## Text

········

The digested samples were loaded onto 15‐cm C18 columns (particle size, 2 µm; diameter, 75 µm) using the autosampler connected to an UltiMate 3000RSLCnano system (Dionex). The peptides were eluted with a linear gradient of buffer B (0.1% formic acid in 95% ACN, v/v) from 4% to 45% in 120 min, followed by a steep increase to 90% in 5 min at a flow rate of 300 nl/min. The eluted peptides were ionized and sprayed into a Q Exactive HF mass spectrometer (Thermo Fisher Scientific) using a Nanospray Flex source in positive mode. A full mass scan (m/z 350–2000) was used at a resolution of 120,000. Twenty of the most intense ions were isolated for MS/MS analysis. The automatic gain control (AGC) target was set at 1 × 106 ions, and the maximum ion injection time (IT) was 50 ms. Source ionization parameters were optimized with the spray voltage at 2.5 kV. Other parameters were as follows: capillary temperature, 320°C; S‐Lens RF level, 50.

The MS raw data were searched using Proteome Discoverer (version 2.1.0.81) against the database of human histones, downloaded from Uniprot (http://www.uniprot.org, October 2015). The precursor mass tolerance and fragment mass tolerance are 20 ppm and 0.05 Da, respectively. Peptides were generated from the trypsin (semi) digest with up to four missed cleavage sites. Fixed modification was carbamidomethyl (C) and variable modifications were acetyl (K) (42.011 Da) and oxidation (M). Peptide spectral matches (PSMs) were validated using a percolator based on q‐values at a 1% false discovery rate (FDR). Only proteins with a minimum of two quantifiable peptides were included in our final dataset.

········

## Problems and tasks
1) For each statement, say whether it agrees with the methods text, answering yes or no and quoting the deciding words: (a) The peptides were eluted at a flow rate of 300 nl/min. (b) Fifteen of the most intense ions were isolated for MS/MS analysis. (c) The database of human histones was downloaded from Uniprot in October 2015.
2) Rewrite the methods text starting with "The MS raw data" and going on through "our final dataset.", swapping "trypsin" for "chymotrypsin".

## Recorded data
········

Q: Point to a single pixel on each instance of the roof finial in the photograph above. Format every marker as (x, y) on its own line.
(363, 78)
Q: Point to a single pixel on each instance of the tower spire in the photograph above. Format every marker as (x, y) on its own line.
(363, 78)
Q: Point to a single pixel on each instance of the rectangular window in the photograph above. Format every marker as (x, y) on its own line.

········

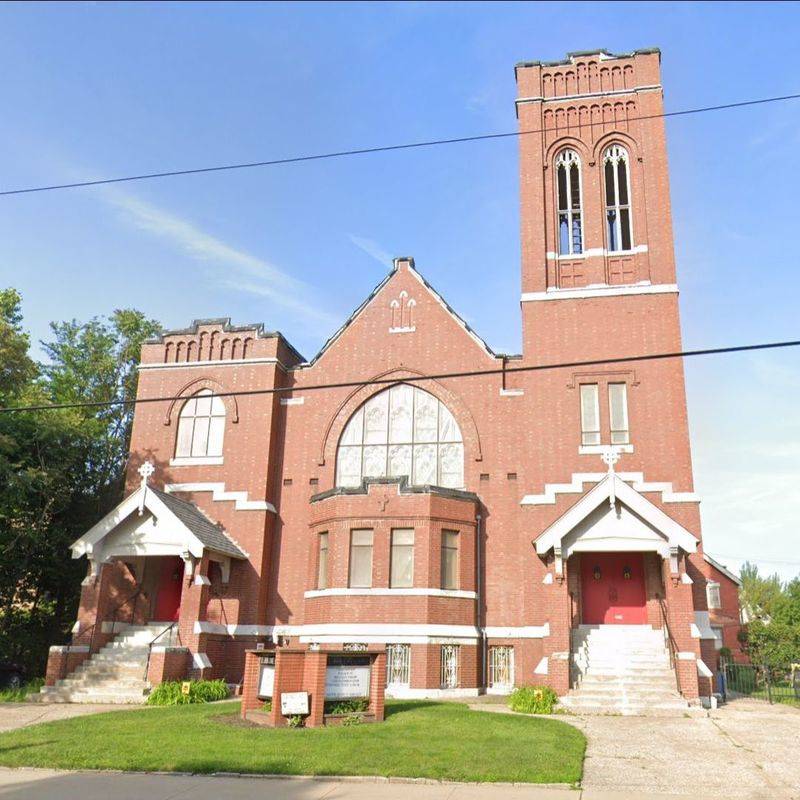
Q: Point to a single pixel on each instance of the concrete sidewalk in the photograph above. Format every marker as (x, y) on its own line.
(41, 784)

········

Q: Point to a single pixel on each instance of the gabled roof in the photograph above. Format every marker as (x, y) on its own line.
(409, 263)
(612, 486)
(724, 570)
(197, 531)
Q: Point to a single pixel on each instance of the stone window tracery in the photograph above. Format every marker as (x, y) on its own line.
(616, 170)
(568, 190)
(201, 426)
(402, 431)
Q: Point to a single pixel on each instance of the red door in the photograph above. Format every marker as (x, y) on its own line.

········

## Task results
1)
(a) Yes: "at a flow rate of 300 nl/min"
(b) No: "Twenty of the most intense ions were isolated for MS/MS analysis."
(c) Yes: "downloaded from Uniprot (http://www.uniprot.org, October 2015)"

2)
The MS raw data were searched using Proteome Discoverer (version 2.1.0.81) against the database of human histones, downloaded from Uniprot (http://www.uniprot.org, October 2015). The precursor mass tolerance and fragment mass tolerance are 20 ppm and 0.05 Da, respectively. Peptides were generated from the chymotrypsin (semi) digest with up to four missed cleavage sites. Fixed modification was carbamidomethyl (C) and variable modifications were acetyl (K) (42.011 Da) and oxidation (M). Peptide spectral matches (PSMs) were validated using a percolator based on q‐values at a 1% false discovery rate (FDR). Only proteins with a minimum of two quantifiable peptides were included in our final dataset.